╭─ Data for analysis

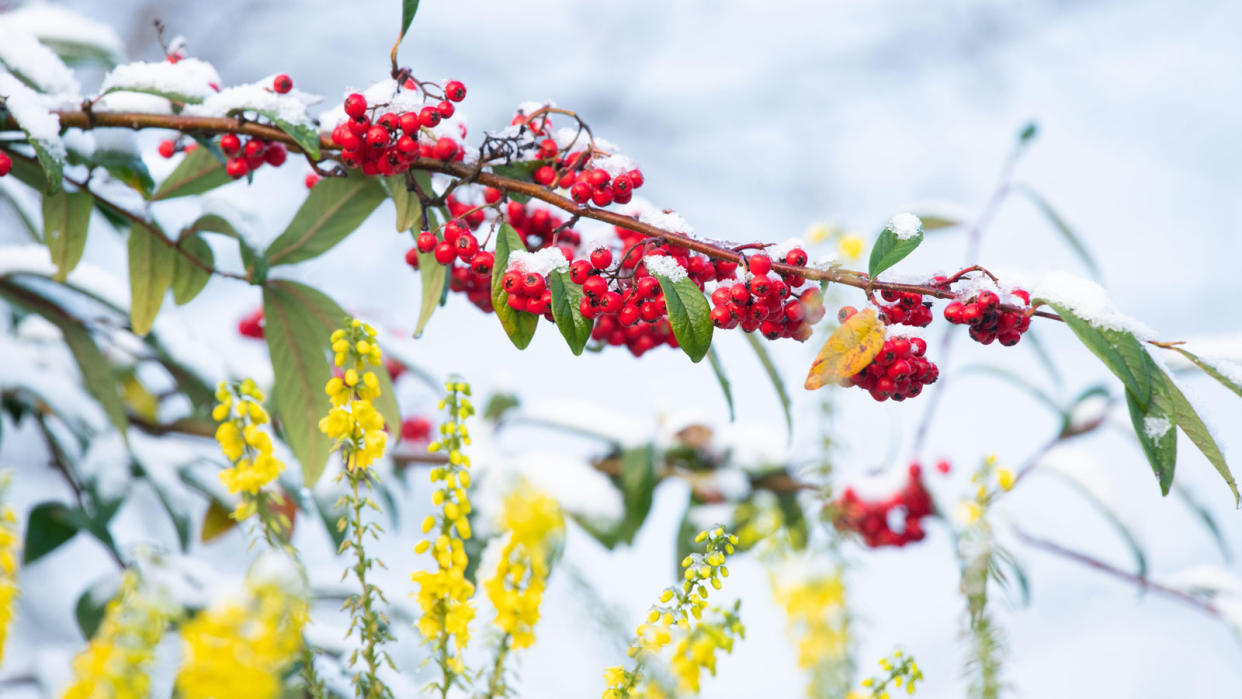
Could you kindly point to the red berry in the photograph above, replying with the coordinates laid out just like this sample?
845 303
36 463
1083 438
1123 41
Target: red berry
355 104
759 265
455 91
230 144
445 148
445 252
601 258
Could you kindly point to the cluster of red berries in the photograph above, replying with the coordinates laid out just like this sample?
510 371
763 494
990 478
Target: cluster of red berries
250 155
873 519
389 144
771 306
899 370
988 320
901 308
252 324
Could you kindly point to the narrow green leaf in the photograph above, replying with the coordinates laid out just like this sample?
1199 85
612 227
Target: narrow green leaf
297 347
1062 227
198 173
434 276
889 250
718 369
1118 349
1192 426
566 298
188 277
775 378
66 219
333 210
409 8
150 273
519 325
1231 384
1156 428
637 481
689 315
47 527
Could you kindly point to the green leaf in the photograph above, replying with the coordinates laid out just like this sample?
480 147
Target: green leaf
1062 227
188 277
409 209
689 315
47 527
126 166
150 275
518 324
333 210
434 277
775 378
1192 426
297 345
1118 349
566 297
1210 370
637 481
1159 446
198 173
66 219
889 250
718 369
409 8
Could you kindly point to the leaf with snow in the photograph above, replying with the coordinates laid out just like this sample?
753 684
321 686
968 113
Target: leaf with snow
518 325
688 312
150 275
1230 375
434 277
847 350
334 209
566 298
66 219
899 237
199 171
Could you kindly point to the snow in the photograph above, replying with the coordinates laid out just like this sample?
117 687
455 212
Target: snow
257 97
1155 427
665 266
24 55
904 226
189 78
55 24
32 112
1087 301
540 262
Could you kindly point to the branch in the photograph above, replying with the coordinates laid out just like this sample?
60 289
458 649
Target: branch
1142 582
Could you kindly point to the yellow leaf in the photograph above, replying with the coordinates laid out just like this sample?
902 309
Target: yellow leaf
848 349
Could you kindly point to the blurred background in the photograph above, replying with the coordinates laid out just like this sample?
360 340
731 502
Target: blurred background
756 121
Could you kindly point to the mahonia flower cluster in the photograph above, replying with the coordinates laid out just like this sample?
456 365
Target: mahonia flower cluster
681 611
819 621
534 527
118 661
445 592
899 672
250 451
354 421
244 647
10 546
871 518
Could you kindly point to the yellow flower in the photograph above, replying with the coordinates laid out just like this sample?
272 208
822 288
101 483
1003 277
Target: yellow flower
117 662
241 648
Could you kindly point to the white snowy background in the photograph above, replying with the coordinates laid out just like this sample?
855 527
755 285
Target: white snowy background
754 119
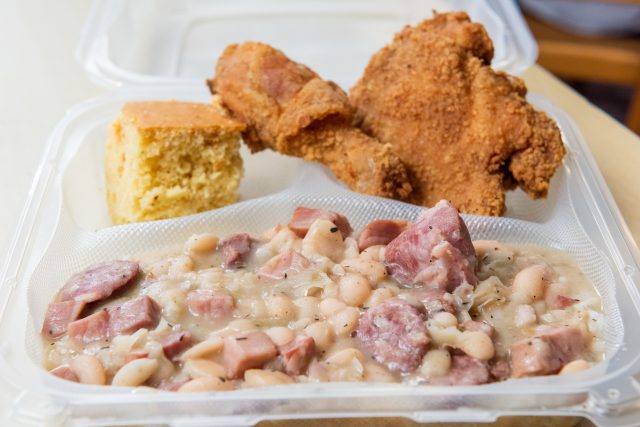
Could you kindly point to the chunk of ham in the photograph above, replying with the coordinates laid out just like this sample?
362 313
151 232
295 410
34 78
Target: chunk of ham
99 281
303 218
138 313
65 373
297 355
141 312
395 334
465 370
242 352
235 249
380 232
290 262
58 317
210 303
91 328
434 252
547 352
176 343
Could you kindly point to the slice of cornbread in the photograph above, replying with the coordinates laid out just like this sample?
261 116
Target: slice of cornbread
168 158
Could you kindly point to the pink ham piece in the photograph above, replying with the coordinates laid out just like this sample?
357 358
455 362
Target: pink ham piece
303 218
380 232
138 313
58 317
210 304
65 373
395 334
547 352
465 370
248 351
297 355
141 312
99 281
284 265
435 252
91 328
235 249
176 343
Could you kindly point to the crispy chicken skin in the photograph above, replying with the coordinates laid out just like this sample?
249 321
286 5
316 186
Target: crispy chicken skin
287 107
464 130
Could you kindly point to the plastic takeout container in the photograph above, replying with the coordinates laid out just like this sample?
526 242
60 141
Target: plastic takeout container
165 49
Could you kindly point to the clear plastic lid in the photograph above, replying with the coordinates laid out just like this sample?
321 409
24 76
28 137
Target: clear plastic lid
177 42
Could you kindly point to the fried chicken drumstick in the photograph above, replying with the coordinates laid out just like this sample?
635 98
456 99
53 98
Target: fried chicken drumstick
465 131
288 108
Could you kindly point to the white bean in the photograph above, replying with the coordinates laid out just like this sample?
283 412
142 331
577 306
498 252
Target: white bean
377 374
354 289
575 366
322 334
204 242
88 369
477 344
378 296
280 307
135 373
308 307
197 368
435 363
209 346
328 306
203 384
374 271
263 378
445 319
528 285
345 321
280 335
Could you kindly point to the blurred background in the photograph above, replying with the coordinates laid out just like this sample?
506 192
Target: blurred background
594 46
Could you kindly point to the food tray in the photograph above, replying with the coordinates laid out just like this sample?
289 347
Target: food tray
64 227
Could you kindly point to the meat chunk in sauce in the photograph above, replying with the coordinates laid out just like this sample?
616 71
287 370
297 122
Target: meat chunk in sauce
210 304
547 352
176 343
290 262
395 334
380 232
99 281
303 218
248 351
59 315
465 370
436 251
141 312
91 328
297 355
138 313
234 249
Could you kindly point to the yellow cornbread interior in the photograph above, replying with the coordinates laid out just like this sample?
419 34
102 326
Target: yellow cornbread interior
167 158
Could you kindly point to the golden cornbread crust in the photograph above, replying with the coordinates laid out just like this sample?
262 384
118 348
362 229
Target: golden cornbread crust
167 158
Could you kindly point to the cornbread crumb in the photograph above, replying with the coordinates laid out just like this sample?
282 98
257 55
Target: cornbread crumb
167 158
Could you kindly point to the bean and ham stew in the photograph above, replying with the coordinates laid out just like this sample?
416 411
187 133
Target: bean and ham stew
418 303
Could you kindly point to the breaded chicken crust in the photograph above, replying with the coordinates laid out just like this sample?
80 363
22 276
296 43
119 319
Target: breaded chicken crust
465 131
288 108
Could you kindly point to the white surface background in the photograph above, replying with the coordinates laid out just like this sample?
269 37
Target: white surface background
39 80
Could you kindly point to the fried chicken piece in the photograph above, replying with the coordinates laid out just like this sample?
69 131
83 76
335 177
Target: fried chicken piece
288 108
465 131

╰─

> **What is being asked**: Repeat the data exactly, dropping every picture it holds.

> **Completed task**:
Could you kindly point to the red berry in the photograph above, replying with the coordinates laid out just like this sample?
845 303
36 463
1083 438
1123 41
Target: red berry
355 104
759 265
455 91
230 144
445 148
445 252
601 258
Could you kindly point to the cluster of red berries in the photograph above, replying with the coordinates laid out just like this sample?
510 371
763 494
990 478
Target: cluster of red berries
250 155
873 519
389 144
771 306
899 370
988 320
901 308
252 324
Could you kindly point to the narrow green leaf in the photograph above, replying with the coordinates laid out just like this sample?
1199 85
612 227
Target: narrow green leaf
297 347
1062 227
198 173
434 276
889 250
718 369
1118 349
1192 426
566 298
188 277
775 378
66 219
333 210
409 8
150 273
519 325
1231 384
1156 428
637 481
689 315
47 527
Could you kindly point to the green leaf in the photograph above, replying with the coordinates laid out just like this sample?
480 147
Target: green leaf
1062 227
188 277
409 209
689 315
47 527
126 166
150 275
518 324
333 210
434 277
775 378
1192 426
297 345
1118 349
566 297
1210 370
637 481
1159 446
198 173
66 219
889 250
718 369
409 8
Could you kindly point to the leaf with snow in the photograph above, replying with the coordinates laid out just like this sample?
753 684
321 686
968 113
Target: leaf with snow
518 325
688 312
150 275
1230 375
434 277
847 350
334 209
566 298
66 219
899 237
199 171
Could you kindly point to the snow in the photograph above, replying with the coordinates laid out just like this sample?
117 687
455 212
Target: snow
257 97
1155 427
665 266
24 55
904 226
189 78
55 24
32 112
1087 301
540 262
Could you kindly point to the branch in the photograph above, replying with the coordinates laid out just like this sample?
60 289
458 649
Target: branch
1142 582
Could you kindly point to the yellow leaf in the photograph above, replying with the coordinates laid out just like this sample?
902 309
Target: yellow leaf
848 349
Could you kindly point to the blurred background in the photograph above, replying with the coordinates laid out just like this sample?
360 340
731 502
Target: blurred background
756 121
Could you kindly point to the mahonia flower cluster in the photograph above, replying with the coordinates laid out just like this sample?
456 365
Target: mahonia flower cluster
681 611
819 621
534 527
118 661
445 592
899 672
250 451
354 421
244 647
10 546
871 518
Could you kindly point to the yellow flower in the photograph above, replying with the coordinates laid out just like this sample?
272 208
822 288
101 483
1003 277
Target: yellow flower
117 662
241 648
Could you kindly point to the white snowy background in the photograph above, replying with the coordinates laid out just like this sample?
855 527
755 285
Target: white snowy background
754 119
Could you kindly point to the chunk of ham in the photograph above, replying with the coordinates laid out just like this sample?
362 313
151 232
295 410
34 78
Target: chunk of ham
99 281
303 218
138 313
65 373
297 355
141 312
395 334
465 370
242 352
235 249
380 232
290 262
58 317
210 303
91 328
434 252
547 352
176 343
Could you kindly point to the slice of cornbread in the photograph above, replying with the coordinates laid out just like this sample?
261 116
Target: slice of cornbread
168 158
Could you kindly point to the pink ham piece in the photograph above, replying with the coordinates laid out just like this sample?
357 358
455 362
Target: pink ham piece
303 218
380 232
138 313
58 317
210 304
65 373
395 334
547 352
465 370
248 351
297 355
141 312
99 281
284 265
435 252
91 328
235 249
176 343
Could you kindly point to the crispy chicken skin in the photograph above, replying with the coordinates laid out just like this sample?
249 321
286 5
316 186
Target: crispy chicken skin
287 107
464 130
Could you kindly point to the plastic takeout container in the photograph above, replying with the coordinates laid out just like this sample?
526 242
60 141
Target: plastic takeout container
165 49
Could you kindly point to the clear plastic lid in the photograph above, replying with the coordinates laid out just like this sample?
321 409
24 76
28 137
Target: clear plastic lid
177 42
Could you kindly point to the fried chicken drumstick in the photograph above, replying with the coordinates laid out just like this sample?
635 98
456 99
53 98
Target: fried chicken drumstick
465 131
288 108
Could you kindly point to the white bean in the photograph above, replying with the coordinates laid out just like this sample?
283 412
142 331
577 306
498 252
Target: white bean
377 374
354 289
575 366
322 334
204 242
88 369
477 344
378 296
280 307
135 373
308 307
197 368
435 363
209 346
328 306
203 384
374 271
263 378
445 319
528 285
345 321
280 335
Could you kindly point to the blurred background in the photograph above, replying with the coordinates laid out just like this sample?
506 192
Target: blurred background
594 46
Could you kindly point to the food tray in the photograph above, replying with the coordinates laid out just like this sample?
289 347
Target: food tray
64 227
Could you kindly point to the meat chunk in sauce in the photograph above, replying with the coordinates laid out just like this sample?
616 71
287 370
297 122
Target: meat chunk in sauce
210 304
547 352
176 343
290 262
395 334
380 232
99 281
303 218
248 351
59 315
465 370
436 251
141 312
91 328
297 355
138 313
234 249
Could you kindly point to the yellow cornbread interior in the photograph above, replying with the coordinates laid out just like this sample?
419 34
102 326
Target: yellow cornbread interior
167 158
Could you kindly point to the golden cornbread crust in the photograph above, replying with the coordinates laid out just like this sample?
262 384
118 348
362 229
Target: golden cornbread crust
167 158
Could you kindly point to the cornbread crumb in the photograph above, replying with the coordinates laid out just like this sample?
282 98
257 55
Target: cornbread crumb
167 158
Could you kindly point to the bean and ham stew in the photograph above, replying with the coordinates laid out just like this sample?
416 411
187 133
Target: bean and ham stew
418 303
Could you kindly point to the breaded chicken crust in the photograph above, replying with the coordinates laid out just like this sample?
80 363
22 276
296 43
119 319
Target: breaded chicken crust
465 131
288 108
Could you kindly point to the white surface background in the photograph above, replying with the coordinates laid out just like this sample?
269 37
Target: white surface background
39 80
Could you kindly point to the fried chicken piece in the photograph above, replying with the coordinates laid out just like this sample?
69 131
83 76
335 177
Target: fried chicken piece
288 108
465 131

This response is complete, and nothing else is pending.